──────── Input data

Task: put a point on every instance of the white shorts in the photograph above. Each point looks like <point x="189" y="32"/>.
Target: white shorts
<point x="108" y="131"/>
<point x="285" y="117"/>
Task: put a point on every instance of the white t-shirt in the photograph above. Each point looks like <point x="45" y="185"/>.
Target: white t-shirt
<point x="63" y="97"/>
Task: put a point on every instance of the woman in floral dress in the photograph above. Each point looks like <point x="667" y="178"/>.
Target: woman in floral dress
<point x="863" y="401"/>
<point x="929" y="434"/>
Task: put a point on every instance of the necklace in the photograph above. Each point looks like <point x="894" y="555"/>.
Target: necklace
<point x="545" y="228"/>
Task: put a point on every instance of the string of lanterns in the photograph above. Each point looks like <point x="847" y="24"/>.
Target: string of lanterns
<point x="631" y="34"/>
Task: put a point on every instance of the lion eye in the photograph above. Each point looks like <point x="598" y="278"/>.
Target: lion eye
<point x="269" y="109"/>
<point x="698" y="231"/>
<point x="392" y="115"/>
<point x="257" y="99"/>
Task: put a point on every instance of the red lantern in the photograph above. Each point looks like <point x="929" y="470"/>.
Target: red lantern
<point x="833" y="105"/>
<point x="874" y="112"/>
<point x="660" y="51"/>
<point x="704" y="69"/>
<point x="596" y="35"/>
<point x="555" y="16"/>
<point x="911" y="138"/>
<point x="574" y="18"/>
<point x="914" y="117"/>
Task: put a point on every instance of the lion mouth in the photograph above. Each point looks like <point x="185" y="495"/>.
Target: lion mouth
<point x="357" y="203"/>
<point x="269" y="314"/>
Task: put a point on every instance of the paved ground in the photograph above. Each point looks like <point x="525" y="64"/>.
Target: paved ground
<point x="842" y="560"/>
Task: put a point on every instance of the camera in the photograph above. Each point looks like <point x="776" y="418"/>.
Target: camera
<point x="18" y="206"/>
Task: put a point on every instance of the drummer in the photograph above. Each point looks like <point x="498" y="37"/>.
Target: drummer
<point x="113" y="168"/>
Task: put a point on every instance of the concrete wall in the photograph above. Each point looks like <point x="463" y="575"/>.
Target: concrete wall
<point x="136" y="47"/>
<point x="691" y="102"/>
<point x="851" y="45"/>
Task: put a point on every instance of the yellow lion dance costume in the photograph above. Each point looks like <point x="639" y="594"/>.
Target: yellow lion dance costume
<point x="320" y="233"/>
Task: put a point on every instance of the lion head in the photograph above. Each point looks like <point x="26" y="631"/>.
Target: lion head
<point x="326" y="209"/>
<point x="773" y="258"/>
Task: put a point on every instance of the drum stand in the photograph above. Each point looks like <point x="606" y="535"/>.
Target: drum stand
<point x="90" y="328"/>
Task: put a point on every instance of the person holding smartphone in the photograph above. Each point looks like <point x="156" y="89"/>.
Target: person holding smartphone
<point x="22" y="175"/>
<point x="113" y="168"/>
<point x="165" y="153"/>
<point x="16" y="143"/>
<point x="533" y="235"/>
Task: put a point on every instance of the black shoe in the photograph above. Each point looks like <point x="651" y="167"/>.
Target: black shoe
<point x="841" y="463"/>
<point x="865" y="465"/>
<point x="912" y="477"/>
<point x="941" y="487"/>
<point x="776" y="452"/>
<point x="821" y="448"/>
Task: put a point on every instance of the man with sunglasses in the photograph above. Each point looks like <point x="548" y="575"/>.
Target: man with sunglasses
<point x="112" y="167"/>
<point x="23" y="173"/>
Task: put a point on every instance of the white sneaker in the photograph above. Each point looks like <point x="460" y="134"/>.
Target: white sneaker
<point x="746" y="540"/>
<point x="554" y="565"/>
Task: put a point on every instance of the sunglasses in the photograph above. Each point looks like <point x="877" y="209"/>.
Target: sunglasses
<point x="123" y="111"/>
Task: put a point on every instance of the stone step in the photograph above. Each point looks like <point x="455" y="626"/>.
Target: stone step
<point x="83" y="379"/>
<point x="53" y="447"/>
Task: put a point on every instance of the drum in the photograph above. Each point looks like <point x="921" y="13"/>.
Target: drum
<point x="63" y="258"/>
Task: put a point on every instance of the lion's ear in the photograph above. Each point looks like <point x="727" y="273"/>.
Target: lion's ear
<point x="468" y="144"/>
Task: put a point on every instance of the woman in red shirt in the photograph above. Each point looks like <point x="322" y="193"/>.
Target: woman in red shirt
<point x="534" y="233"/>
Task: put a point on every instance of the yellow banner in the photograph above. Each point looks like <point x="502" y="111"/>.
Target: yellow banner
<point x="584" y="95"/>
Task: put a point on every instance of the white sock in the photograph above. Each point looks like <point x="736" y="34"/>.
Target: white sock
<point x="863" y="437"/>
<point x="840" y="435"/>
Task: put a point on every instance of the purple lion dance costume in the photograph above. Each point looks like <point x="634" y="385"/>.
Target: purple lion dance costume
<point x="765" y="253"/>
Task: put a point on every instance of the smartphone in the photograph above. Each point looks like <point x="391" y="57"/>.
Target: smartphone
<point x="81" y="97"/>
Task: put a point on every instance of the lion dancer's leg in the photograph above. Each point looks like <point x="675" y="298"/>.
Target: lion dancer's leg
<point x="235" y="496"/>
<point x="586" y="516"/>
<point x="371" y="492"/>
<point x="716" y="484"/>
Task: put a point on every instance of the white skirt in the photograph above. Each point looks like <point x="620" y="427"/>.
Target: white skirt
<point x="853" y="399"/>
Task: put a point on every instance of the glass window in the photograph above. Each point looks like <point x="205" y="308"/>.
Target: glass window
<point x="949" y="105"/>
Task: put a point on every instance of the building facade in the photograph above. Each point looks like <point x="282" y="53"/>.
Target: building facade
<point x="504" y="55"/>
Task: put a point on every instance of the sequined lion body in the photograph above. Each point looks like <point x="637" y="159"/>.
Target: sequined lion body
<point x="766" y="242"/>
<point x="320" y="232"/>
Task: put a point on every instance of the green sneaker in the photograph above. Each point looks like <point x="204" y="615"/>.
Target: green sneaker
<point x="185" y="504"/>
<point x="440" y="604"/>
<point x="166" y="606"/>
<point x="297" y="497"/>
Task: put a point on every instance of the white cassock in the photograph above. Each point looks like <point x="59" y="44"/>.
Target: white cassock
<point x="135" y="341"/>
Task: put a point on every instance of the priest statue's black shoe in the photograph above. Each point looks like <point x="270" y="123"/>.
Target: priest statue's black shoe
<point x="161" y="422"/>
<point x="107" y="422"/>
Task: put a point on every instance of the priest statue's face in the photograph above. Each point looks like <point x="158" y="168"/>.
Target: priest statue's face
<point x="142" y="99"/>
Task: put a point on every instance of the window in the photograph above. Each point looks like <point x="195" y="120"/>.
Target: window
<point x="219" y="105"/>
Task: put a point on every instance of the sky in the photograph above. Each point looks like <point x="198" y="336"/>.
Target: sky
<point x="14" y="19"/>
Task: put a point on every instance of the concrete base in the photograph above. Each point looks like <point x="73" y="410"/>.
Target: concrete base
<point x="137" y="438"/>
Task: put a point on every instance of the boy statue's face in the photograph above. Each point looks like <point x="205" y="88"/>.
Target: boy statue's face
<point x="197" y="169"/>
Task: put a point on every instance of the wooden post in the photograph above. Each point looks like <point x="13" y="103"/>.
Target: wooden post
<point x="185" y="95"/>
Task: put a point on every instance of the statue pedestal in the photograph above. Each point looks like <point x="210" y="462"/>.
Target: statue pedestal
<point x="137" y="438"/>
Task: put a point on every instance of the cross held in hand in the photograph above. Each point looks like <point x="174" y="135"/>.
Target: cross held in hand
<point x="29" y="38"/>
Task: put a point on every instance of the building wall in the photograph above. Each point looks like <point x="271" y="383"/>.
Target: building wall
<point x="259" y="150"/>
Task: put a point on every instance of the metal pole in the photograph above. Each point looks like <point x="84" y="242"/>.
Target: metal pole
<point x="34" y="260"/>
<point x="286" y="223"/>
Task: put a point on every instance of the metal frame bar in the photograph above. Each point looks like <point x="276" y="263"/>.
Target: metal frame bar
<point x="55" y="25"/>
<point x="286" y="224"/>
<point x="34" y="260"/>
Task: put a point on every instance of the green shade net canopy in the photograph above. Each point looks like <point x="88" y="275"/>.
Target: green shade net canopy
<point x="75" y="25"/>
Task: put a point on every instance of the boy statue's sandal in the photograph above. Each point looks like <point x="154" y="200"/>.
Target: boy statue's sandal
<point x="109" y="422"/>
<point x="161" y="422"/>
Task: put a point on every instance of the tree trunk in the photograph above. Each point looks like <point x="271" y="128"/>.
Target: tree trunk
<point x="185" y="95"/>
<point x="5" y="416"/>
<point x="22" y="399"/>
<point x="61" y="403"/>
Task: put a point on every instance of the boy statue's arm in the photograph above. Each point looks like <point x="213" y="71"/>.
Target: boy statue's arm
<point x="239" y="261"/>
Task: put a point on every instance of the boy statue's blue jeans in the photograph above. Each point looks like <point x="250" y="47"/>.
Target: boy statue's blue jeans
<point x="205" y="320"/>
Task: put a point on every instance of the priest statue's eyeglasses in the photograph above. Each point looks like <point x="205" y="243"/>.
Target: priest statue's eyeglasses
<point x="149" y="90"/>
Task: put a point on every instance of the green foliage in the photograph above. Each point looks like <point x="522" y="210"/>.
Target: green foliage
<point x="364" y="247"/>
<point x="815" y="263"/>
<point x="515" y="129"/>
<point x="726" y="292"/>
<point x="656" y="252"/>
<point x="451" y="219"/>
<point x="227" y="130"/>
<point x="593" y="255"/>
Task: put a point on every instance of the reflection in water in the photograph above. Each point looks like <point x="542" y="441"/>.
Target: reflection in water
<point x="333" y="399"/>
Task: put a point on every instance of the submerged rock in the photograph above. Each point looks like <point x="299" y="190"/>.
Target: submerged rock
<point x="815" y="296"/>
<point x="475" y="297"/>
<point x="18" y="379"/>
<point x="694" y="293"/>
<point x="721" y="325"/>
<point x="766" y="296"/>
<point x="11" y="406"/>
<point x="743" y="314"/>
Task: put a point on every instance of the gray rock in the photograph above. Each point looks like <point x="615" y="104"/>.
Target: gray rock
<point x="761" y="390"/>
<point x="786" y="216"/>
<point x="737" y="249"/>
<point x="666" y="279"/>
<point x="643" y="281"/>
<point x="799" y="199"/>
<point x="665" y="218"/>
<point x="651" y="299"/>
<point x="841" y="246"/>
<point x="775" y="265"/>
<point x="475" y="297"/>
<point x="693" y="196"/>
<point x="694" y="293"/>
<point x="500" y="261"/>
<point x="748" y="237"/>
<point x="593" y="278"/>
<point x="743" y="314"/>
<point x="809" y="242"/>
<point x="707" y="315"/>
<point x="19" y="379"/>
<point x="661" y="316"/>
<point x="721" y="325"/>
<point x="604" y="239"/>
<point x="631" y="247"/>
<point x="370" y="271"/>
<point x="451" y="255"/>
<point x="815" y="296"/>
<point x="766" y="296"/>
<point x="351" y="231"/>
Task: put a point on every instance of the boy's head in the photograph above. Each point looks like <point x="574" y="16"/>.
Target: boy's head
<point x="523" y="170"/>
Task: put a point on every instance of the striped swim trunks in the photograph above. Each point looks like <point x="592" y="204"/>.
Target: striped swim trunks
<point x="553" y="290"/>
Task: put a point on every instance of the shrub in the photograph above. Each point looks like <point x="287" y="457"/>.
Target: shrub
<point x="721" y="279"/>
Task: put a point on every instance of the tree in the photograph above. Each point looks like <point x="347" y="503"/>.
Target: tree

────────────────

Retype only the lines running from the line with "Task: put a point on every instance of the submerged" to the end of the listing, including both of those lines.

Task: put a point on every instance of the submerged rock in the photograph above. Each point looks like <point x="299" y="190"/>.
Target: submerged rock
<point x="815" y="296"/>
<point x="475" y="297"/>
<point x="18" y="379"/>
<point x="694" y="293"/>
<point x="721" y="325"/>
<point x="766" y="296"/>
<point x="11" y="406"/>
<point x="743" y="314"/>
Task: put a point on every instance of the gray rock in the photograph above. Each point looks like <point x="615" y="104"/>.
Target: gray rock
<point x="761" y="390"/>
<point x="786" y="216"/>
<point x="737" y="249"/>
<point x="666" y="279"/>
<point x="643" y="281"/>
<point x="799" y="199"/>
<point x="665" y="218"/>
<point x="651" y="299"/>
<point x="841" y="246"/>
<point x="775" y="265"/>
<point x="475" y="297"/>
<point x="693" y="196"/>
<point x="694" y="293"/>
<point x="500" y="261"/>
<point x="748" y="237"/>
<point x="593" y="278"/>
<point x="743" y="314"/>
<point x="809" y="242"/>
<point x="707" y="315"/>
<point x="19" y="379"/>
<point x="661" y="316"/>
<point x="721" y="325"/>
<point x="604" y="239"/>
<point x="631" y="247"/>
<point x="370" y="271"/>
<point x="451" y="255"/>
<point x="815" y="296"/>
<point x="766" y="296"/>
<point x="351" y="231"/>
Task: put a point on every instance of the boy's head in the photograph above. Each point looks like <point x="574" y="16"/>.
Target: boy's head
<point x="523" y="170"/>
Task: put a point on every instance of the striped swim trunks in the photograph above. Each point looks like <point x="592" y="204"/>.
Target: striped swim trunks
<point x="553" y="290"/>
Task: put a point on every instance of the shrub in the photograph above. Each point looks like <point x="287" y="457"/>.
Target: shrub
<point x="721" y="279"/>
Task: put a point on every instance of the tree in the photograph above. Each point looks like <point x="347" y="503"/>.
Target: tree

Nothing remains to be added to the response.